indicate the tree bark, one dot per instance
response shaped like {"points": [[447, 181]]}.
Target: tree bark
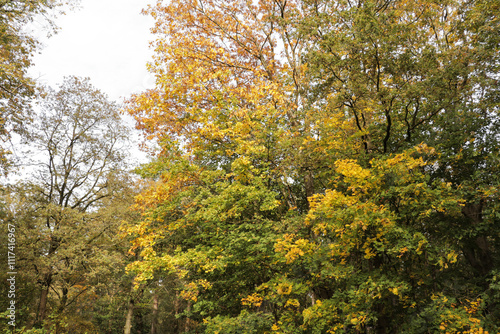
{"points": [[154, 321], [42, 306], [130, 313]]}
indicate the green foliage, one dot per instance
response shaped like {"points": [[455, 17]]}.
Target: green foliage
{"points": [[345, 183]]}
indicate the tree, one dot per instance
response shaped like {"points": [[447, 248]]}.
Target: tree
{"points": [[324, 166], [78, 142], [18, 46]]}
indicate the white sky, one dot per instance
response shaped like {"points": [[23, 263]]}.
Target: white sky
{"points": [[106, 40]]}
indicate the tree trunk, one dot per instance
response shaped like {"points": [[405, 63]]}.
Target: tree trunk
{"points": [[130, 313], [42, 306], [154, 320]]}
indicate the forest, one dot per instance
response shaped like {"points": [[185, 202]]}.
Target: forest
{"points": [[317, 166]]}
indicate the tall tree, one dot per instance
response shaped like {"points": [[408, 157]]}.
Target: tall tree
{"points": [[78, 143], [325, 166], [17, 48]]}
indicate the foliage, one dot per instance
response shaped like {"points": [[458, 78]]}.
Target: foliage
{"points": [[17, 49], [324, 167], [67, 216]]}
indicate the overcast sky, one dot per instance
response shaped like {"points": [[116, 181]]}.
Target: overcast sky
{"points": [[106, 40]]}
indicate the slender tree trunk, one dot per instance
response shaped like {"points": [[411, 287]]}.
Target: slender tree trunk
{"points": [[154, 321], [130, 313], [60, 310], [42, 306]]}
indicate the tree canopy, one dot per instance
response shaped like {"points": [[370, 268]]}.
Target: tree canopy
{"points": [[319, 167], [324, 166]]}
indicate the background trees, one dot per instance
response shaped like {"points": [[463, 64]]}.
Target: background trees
{"points": [[324, 166], [18, 45], [74, 205]]}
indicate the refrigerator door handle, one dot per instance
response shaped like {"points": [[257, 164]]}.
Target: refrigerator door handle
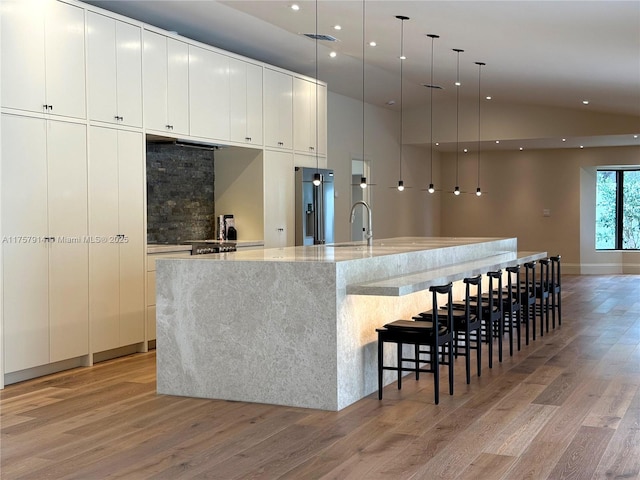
{"points": [[318, 193]]}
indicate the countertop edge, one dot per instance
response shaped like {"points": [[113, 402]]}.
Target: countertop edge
{"points": [[417, 282]]}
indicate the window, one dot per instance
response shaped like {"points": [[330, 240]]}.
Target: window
{"points": [[618, 210]]}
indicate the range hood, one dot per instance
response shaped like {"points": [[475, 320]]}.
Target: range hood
{"points": [[180, 142]]}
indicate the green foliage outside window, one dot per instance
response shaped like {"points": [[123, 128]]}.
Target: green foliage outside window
{"points": [[618, 210]]}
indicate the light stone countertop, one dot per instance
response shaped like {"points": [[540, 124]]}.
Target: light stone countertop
{"points": [[341, 252], [158, 248]]}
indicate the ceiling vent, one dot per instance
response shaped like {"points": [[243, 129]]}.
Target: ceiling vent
{"points": [[321, 36]]}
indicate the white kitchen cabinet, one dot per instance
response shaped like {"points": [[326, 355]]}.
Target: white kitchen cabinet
{"points": [[311, 161], [309, 116], [114, 70], [45, 252], [166, 84], [279, 199], [47, 73], [245, 108], [278, 109], [209, 94], [116, 222]]}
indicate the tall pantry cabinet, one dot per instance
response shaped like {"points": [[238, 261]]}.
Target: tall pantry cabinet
{"points": [[116, 254], [46, 74], [45, 255]]}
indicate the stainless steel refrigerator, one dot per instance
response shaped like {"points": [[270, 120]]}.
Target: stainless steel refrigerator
{"points": [[314, 207]]}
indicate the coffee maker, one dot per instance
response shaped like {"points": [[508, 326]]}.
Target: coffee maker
{"points": [[227, 228]]}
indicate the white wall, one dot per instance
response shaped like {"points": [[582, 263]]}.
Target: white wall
{"points": [[519, 186], [408, 213]]}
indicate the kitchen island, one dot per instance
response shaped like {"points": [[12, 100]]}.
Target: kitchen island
{"points": [[296, 326]]}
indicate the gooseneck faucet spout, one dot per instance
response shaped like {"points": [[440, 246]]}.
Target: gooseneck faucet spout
{"points": [[369, 235]]}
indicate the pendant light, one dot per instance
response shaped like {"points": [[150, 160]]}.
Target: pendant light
{"points": [[431, 87], [480, 65], [317, 178], [456, 190], [402, 18]]}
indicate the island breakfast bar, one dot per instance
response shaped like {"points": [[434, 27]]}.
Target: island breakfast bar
{"points": [[296, 326]]}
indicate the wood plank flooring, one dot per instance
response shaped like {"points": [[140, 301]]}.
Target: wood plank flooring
{"points": [[565, 407]]}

━━━

Problem description:
Copy out, word for word, the part of the entries above that begins at the line with "Target: green foliage outside window" and ends at the line with "indicate the island", including both.

Worked solution:
Target: green foliage outside window
{"points": [[618, 210]]}
indicate the light stone countertop, one dot per instance
response shaped like {"points": [[540, 124]]}.
Target: light stone countertop
{"points": [[341, 252], [158, 248]]}
indicate the ceiling vent, one dot per instance
response shaped like {"points": [[243, 129]]}.
Target: ceiling vent
{"points": [[321, 36]]}
indicate the white kitchen cabinet, one dot per instance
response shaped like {"points": [[326, 355]]}.
Target: white kitchen cabinet
{"points": [[311, 161], [309, 116], [114, 70], [45, 252], [166, 84], [279, 199], [47, 73], [245, 108], [278, 109], [209, 94], [116, 222]]}
indicate the tall pantry cabinet, one dot per instance
response shaped like {"points": [[238, 261]]}.
Target: tall pantry cabinet
{"points": [[116, 254], [46, 74], [45, 255]]}
indicate the stainless steel refrigerator, one dot per instance
response shaped like {"points": [[270, 120]]}.
Target: stainless steel refrigerator
{"points": [[314, 207]]}
indicate the coffee maker, one dot per instance
response shaped like {"points": [[508, 326]]}.
Target: coffee maker
{"points": [[227, 228]]}
indicate the white wall, one dot per instance
response shaped like {"points": [[582, 263]]}.
Target: white wall
{"points": [[519, 186], [408, 213]]}
indicate the kitchen island, one dot per instance
response shaped like {"points": [[12, 100]]}.
Target: kitchen island
{"points": [[296, 326]]}
indicate the gooseneck faucet spout, one dot per instance
response shaped like {"points": [[440, 246]]}.
Target: gooseneck faucet spout
{"points": [[369, 235]]}
indicate the pendant light, one dot per instance
response shaped like {"points": [[150, 160]]}.
Target: pendant light
{"points": [[431, 87], [480, 65], [317, 178], [456, 190], [402, 18]]}
indicate the island breakfast bar, one dot per instance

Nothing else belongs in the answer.